▶ **To be done**:
Which lines of the data below contain the string "mask"? List each of those lines in full, treating uppercase and lowercase as different.

▶ **Labeling and segmentation records**:
============================================================

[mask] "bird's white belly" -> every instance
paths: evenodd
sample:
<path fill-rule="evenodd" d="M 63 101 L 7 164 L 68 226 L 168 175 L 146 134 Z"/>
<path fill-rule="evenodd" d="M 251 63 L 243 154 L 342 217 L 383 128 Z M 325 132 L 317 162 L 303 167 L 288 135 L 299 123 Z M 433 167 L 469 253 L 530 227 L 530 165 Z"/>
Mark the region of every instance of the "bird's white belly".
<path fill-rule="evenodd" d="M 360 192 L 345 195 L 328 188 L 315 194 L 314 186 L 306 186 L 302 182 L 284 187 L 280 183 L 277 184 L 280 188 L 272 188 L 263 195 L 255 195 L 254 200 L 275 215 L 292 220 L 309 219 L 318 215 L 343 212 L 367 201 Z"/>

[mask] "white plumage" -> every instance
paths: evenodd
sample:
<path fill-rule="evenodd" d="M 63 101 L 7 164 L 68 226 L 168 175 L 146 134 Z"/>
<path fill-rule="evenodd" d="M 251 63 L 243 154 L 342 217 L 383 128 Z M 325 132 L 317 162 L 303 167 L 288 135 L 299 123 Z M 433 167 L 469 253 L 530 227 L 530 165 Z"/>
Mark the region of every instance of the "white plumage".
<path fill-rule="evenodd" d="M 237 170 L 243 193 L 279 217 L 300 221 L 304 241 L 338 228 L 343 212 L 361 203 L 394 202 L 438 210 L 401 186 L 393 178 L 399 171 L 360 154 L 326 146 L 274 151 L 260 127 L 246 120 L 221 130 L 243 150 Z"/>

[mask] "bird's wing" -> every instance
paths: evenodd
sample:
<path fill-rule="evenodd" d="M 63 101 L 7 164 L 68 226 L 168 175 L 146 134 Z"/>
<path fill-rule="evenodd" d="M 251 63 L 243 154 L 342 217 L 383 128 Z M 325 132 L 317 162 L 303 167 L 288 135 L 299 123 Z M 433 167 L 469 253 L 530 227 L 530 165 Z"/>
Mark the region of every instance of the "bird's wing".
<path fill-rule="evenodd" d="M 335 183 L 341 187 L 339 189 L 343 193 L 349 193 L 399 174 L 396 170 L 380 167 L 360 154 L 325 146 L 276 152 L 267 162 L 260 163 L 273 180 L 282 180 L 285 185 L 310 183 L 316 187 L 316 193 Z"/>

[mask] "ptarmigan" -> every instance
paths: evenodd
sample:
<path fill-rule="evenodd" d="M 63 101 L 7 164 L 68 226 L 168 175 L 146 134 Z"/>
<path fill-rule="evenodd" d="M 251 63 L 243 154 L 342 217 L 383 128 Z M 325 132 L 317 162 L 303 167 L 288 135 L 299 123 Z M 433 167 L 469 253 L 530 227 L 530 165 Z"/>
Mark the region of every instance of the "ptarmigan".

============================================================

▶ **The result**:
[mask] "bird's white belly" -> every instance
[mask] "white plumage" -> every instance
[mask] "bird's wing" -> every instance
[mask] "ptarmigan" -> every instance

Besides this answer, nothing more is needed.